• _CONSIGNES ÉCRITES_
**A.** Répondez aux questions suivantes à partir du texte sur la diplomatie du Qatar :
(i) Quelle ville est devenue le passage obligatoire des belligérants en quête de solutions de sortie de crise au Moyen Orient ?
(ii) En Afghanistan, qui continue de se parler grâce au Qatar ?
(iii) En Libye, entre quelles parties le pays est-il déchiré ?
**B.** Indiquez si chacune des affirmations suivantes concorde avec le texte sur la diplomatie du Qatar. Justifiez chaque réponse par une citation exacte du texte.
(i) Le Qatar y est présenté comme un grand pays du Golfe.
(ii) Le Liban compte parmi les foyers de tension où l'Emirat est intervenu.
(iii) Le succès du Qatar est attribué à ses réseaux et à sa diplomatie.
**C.** Rédigez la suite du texte sur la diplomatie du Qatar, à partir de la fin de sa dernière phrase.

• _TEXTE EXTRAIT_
---
Afghanistan, Gaza, Darfour, Liban sont entre autres des foyers de tension où les missi dominici de l’Emirat du Qatar sont intervenus pour mettre fin aux crises qui secouent ces pays.
Doha est devenu le passage obligatoire de tous les belligérants en quête de solutions de sortie de crise au Moyen Orient. Ce petit pays du Golfe est parvenu, grâce à ses puissants réseaux et à sa diplomatie très dynamique, à faire asseoir autour d’une même table des ennemis jurés que tout oppose mais qui sont obligés de se parler. L’Emirat est parvenu à damer le pion aux autres acteurs internationaux dans la résolution des crises en Libye déchirée entre le gouvernement légitime et les « rebelles ». En Afghanistan, c’est grâce au Qatar qu’Américains et Talibans continuent de se parler même quand Kaboul est tombé sous la coupe des « étudiants » intégriste armés de Kalachnikov. La petite pétromonarchie du Golfe a su tirer son épingle du jeu au Darfour, au Liban, au Yémen etc.
---
Extraits des enregistrements d'annotation:
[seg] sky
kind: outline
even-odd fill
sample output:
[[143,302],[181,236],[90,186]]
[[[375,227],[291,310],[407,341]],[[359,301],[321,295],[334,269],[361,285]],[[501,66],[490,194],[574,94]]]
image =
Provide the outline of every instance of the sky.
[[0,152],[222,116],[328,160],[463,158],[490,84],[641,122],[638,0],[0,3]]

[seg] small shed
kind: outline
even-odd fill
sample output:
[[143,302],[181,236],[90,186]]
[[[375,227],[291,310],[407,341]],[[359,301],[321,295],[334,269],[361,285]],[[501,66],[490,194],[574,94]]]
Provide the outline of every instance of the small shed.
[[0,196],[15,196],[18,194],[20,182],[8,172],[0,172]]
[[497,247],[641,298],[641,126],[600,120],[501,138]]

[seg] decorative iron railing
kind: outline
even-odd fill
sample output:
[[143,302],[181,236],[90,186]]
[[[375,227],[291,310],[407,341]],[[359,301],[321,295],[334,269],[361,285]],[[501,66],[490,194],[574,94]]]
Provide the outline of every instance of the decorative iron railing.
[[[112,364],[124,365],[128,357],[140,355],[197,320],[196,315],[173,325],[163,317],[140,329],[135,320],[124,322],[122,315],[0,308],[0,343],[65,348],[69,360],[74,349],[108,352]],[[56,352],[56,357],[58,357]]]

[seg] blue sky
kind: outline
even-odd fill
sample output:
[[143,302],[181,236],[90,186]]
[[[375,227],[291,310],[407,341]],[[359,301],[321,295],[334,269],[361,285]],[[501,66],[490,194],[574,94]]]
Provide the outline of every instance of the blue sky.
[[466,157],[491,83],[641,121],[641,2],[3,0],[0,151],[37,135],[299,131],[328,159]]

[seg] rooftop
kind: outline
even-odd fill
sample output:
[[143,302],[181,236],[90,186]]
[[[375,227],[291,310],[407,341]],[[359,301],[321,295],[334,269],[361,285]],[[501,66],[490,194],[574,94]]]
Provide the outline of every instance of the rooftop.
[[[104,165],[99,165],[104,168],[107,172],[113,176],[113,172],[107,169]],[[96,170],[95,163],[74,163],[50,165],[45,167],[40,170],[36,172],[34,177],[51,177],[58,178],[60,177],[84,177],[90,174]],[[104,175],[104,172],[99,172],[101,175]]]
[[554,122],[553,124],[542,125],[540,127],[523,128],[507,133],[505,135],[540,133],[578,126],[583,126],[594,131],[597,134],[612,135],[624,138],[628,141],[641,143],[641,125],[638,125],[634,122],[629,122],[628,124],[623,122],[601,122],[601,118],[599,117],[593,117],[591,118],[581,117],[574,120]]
---
• _RÉPONSES PAR CONSIGNE_
**A.**
(i) Doha.
(ii) Les Américains et les Talibans.
(iii) Entre le gouvernement légitime et les « rebelles ».

**B.**
(i) Non : « Ce petit pays du Golfe ».
(ii) Oui : « Afghanistan, Gaza, Darfour, Liban sont entre autres des foyers de tension où les missi dominici de l’Emirat du Qatar sont intervenus ».
(iii) Oui : « grâce à ses puissants réseaux et à sa diplomatie très dynamique ».

**C.**
Guerre de positionnement en Libye
Outre son implication diplomatique, le Qatar a été le seul Etat arabe, la participation du Qatar à l’intervention militaire au sein de la coalition internationale coordonnée par l’OTAN en Libye s’est avérée payante pour la suite des évènements. Même si la monarchie a eu investissement moindre au regard des capacités déployées par les membres de l’OTAN, sa présence au sein de la coalition internationale lui a donné du poids dans la résolution de l’inextricable crise libyenne où les intérêts des grandes puissances s’entrechoquent en raison des richesses du sous-sol de ce pays. « L’engagement du Qatar en Libye est cohérent avec sa politique étrangère qui consiste à promouvoir le pays hors de ses frontières géographiques pour être plus actif sur la scène internationale et y occuper une place de choix », analyse Ibrahim Sharqieh, directeur adjoint du Centre Brookings basé à Doha, la capitale qatarie. Depuis son arrivée au pouvoir en 1995, l’émir du Qatar, le cheikh Hamed Ben Khalifa Al-Thani, a su développer une diplomatie active dans la région pour compenser les faiblesses structurelles du pays.« L’objectif du Qatar est de promouvoir le pays et de prendre un rôle plus actif dans le système international, notamment en Afrique du Nord car avec la chute du regime de Hosni Moubarak en Egypte, le pays ne peut plus jouer son rôle de leadership dans le monde arabe et le Qatar entend jouer ce rôle »,analyse Ibrahim Sharqieh.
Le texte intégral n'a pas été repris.